Print each of the records below, leaving every word as it is.

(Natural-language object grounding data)
BEGIN

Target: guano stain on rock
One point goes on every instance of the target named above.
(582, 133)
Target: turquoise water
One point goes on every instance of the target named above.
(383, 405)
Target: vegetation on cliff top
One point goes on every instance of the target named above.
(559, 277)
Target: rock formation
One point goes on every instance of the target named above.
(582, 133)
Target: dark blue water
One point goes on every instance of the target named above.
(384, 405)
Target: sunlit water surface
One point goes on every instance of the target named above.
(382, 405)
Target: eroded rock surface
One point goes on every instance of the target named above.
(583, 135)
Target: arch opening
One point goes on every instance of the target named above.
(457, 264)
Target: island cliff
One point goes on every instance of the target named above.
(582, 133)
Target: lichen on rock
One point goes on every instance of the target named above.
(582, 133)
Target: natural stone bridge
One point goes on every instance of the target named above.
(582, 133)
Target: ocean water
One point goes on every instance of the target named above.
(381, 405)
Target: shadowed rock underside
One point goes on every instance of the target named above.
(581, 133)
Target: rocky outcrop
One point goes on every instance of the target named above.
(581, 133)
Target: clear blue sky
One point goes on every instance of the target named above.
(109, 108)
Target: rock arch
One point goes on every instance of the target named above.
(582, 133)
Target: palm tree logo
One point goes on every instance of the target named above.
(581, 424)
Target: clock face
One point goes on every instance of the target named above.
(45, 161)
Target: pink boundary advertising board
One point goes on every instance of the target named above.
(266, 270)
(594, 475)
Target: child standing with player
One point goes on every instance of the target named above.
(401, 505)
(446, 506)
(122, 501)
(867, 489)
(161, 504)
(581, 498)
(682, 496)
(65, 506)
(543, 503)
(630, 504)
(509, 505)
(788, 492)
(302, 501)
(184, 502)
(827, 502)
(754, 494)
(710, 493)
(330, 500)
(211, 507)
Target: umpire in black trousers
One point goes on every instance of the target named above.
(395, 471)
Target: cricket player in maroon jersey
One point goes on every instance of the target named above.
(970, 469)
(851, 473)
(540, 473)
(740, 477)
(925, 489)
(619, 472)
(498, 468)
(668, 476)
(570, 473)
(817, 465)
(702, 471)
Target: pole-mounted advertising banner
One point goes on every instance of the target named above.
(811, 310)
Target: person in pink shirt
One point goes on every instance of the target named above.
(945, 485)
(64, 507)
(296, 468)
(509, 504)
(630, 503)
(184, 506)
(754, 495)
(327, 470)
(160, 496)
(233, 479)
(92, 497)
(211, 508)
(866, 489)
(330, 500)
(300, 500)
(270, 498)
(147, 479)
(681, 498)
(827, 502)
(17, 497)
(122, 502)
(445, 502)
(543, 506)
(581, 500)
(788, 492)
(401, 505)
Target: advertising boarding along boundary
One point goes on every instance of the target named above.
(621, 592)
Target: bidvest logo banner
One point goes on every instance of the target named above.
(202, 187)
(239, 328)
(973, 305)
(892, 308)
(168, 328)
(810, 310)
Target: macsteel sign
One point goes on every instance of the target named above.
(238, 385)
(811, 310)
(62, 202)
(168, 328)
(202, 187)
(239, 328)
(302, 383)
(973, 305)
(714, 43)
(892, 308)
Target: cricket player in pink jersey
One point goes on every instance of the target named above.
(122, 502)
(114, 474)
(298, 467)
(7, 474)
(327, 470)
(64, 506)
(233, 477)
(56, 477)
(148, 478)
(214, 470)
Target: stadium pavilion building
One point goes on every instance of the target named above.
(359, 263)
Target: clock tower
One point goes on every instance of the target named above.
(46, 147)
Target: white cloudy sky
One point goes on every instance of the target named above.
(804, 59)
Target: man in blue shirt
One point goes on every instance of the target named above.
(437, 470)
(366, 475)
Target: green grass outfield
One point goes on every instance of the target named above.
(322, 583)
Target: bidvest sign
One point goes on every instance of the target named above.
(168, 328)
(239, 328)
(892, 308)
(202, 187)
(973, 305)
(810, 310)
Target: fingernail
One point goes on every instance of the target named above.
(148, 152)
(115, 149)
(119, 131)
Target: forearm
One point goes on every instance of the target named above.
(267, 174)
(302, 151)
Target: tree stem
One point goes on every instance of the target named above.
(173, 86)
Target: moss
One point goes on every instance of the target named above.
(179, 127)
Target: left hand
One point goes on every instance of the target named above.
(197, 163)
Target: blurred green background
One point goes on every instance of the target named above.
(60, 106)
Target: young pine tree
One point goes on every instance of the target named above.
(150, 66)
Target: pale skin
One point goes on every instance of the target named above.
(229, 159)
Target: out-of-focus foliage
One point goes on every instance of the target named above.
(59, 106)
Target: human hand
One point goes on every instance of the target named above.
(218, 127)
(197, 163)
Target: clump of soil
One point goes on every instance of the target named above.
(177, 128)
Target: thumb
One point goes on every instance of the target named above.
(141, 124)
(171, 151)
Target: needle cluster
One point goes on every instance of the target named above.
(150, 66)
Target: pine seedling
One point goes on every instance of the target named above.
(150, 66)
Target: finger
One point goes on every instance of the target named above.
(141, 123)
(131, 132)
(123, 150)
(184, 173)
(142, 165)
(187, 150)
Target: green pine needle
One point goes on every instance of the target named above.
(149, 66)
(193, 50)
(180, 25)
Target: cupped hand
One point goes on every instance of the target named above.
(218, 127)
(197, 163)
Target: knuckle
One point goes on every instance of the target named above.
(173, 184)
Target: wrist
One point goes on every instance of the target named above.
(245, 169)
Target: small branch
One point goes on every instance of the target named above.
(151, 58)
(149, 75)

END

• Answer box
Target: guano stain on rock
One point goes on every instance of the target named above.
(582, 133)
Target: turquoise water
One point goes on every instance of the target named above.
(383, 405)
Target: vegetation on cliff top
One point goes on every instance of the target named above.
(559, 277)
Target: rock formation
One point goes on every instance of the target named above.
(582, 133)
Target: dark blue water
One point goes on every instance of the target named above.
(384, 405)
Target: sunlit water surface
One point goes on every instance of the target named above.
(382, 405)
Target: eroded rock surface
One point goes on every instance of the target named above.
(583, 135)
Target: arch opening
One point goes on every instance of the target named above.
(457, 264)
Target: island cliff
One point goes on every instance of the target named above.
(582, 133)
Target: lichen on rock
One point goes on every instance of the target named above.
(582, 133)
Target: natural stone bridge
One point goes on every instance of the target named above.
(582, 133)
Target: ocean water
One point goes on every instance of the target named above.
(381, 405)
Target: shadowed rock underside
One point goes on every instance of the target named above.
(581, 133)
Target: rocky outcrop
One point goes on every instance of the target named above.
(581, 133)
Target: clear blue sky
One point goes on every instance of the target named above.
(109, 108)
Target: rock arch
One point goes on every instance of the target named above.
(582, 133)
Target: palm tree logo
One point goes on every instance of the target named above.
(581, 424)
Target: clock face
One point goes on every instance of the target named above.
(45, 161)
Target: pink boundary advertising board
One point goes on every instance of the target named above.
(266, 270)
(594, 475)
Target: child standing with player
One point goes on every instance of the target named above.
(401, 505)
(446, 506)
(122, 501)
(867, 489)
(161, 504)
(581, 498)
(682, 496)
(65, 506)
(543, 503)
(630, 504)
(509, 505)
(788, 492)
(302, 501)
(184, 502)
(827, 502)
(754, 494)
(710, 493)
(330, 500)
(211, 507)
Target: umpire in black trousers
One point goes on every instance of the target named above.
(395, 471)
Target: cricket player in maroon jersey
One point goes on every instance of the target named above.
(970, 469)
(851, 473)
(540, 473)
(740, 477)
(925, 489)
(619, 472)
(498, 468)
(668, 476)
(570, 473)
(817, 465)
(702, 471)
Target: pole-mounted advertising banner
One point goes on every instance of the target named above.
(811, 310)
Target: person in pink shirt
One point goes on every instance of the target named above.
(945, 485)
(64, 507)
(296, 468)
(509, 504)
(630, 503)
(184, 506)
(754, 495)
(327, 470)
(160, 496)
(233, 479)
(92, 497)
(211, 508)
(866, 489)
(330, 500)
(300, 500)
(270, 498)
(147, 479)
(681, 498)
(827, 502)
(17, 497)
(122, 502)
(445, 502)
(543, 506)
(581, 500)
(788, 492)
(401, 505)
Target: advertising boarding along boundary
One point goes on every instance of the target named above.
(621, 592)
Target: bidvest logo banner
One point goes on every instance of the target named above.
(202, 187)
(239, 328)
(973, 305)
(892, 308)
(168, 328)
(810, 310)
Target: macsteel sign
One point goes on every instance of the target named above.
(238, 385)
(811, 310)
(62, 202)
(168, 328)
(202, 187)
(239, 328)
(302, 383)
(973, 305)
(714, 43)
(892, 308)
Target: cricket player in pink jersey
One point goes on every instance of the target named above.
(122, 502)
(114, 474)
(298, 467)
(7, 474)
(327, 470)
(64, 506)
(233, 477)
(56, 477)
(148, 478)
(214, 470)
Target: stadium pavilion building
One point goes on every instance of the target named above.
(359, 263)
Target: clock tower
One point goes on every instance of the target named above.
(46, 147)
Target: white cloudy sky
One point goes on every instance of the target named above.
(804, 59)
Target: man in blue shirt
One point goes on every instance of the target named above.
(437, 470)
(366, 475)
Target: green grass outfield
One point goes on every instance of the target named above.
(322, 583)
Target: bidvest sign
One point goes on every instance of the target named above.
(168, 328)
(239, 328)
(892, 308)
(202, 187)
(973, 305)
(810, 310)
Target: fingernail
One point goes on every instance of the target named above.
(148, 152)
(115, 149)
(119, 131)
Target: forearm
One point goes on every instance of the target named above.
(267, 174)
(302, 151)
Target: tree stem
One point goes on every instance of the target named above.
(173, 86)
Target: moss
One point goes on every instance of the target named above.
(179, 127)
Target: left hand
One point goes on every instance of the target named above.
(197, 163)
Target: blurred green background
One point goes on every instance of the target named above.
(60, 106)
Target: young pine tree
One point goes on every instance of the target named above.
(150, 66)
Target: pale skin
One point goes on every instance of the target named above.
(229, 159)
Target: out-of-focus foliage
One point goes on every instance of the target named above.
(59, 106)
Target: human hand
One point goes on every instance of the target named above.
(218, 127)
(197, 163)
Target: clump of soil
One point goes on every instance of the target named above.
(177, 128)
Target: thumb
One point goes on every instance of the target named above.
(141, 124)
(171, 151)
Target: needle cluster
One point goes on every instance of the target named above.
(150, 66)
Target: pine seedling
One point goes on every instance of the target named above.
(150, 66)
Target: finger
One point goes on every instance of the target named above.
(141, 123)
(131, 132)
(123, 150)
(184, 173)
(142, 165)
(187, 150)
Target: green pine needle
One point goes on every instance of the target named above.
(149, 66)
(193, 50)
(180, 25)
Target: cupped hand
One point goes on every instance of the target named above.
(218, 127)
(197, 163)
Target: knuckle
One point goes on every instance of the target named above.
(173, 184)
Target: wrist
One point goes on every instance of the target named above.
(245, 169)
Target: small branch
One point goes on every instance of the target named above.
(151, 58)
(149, 75)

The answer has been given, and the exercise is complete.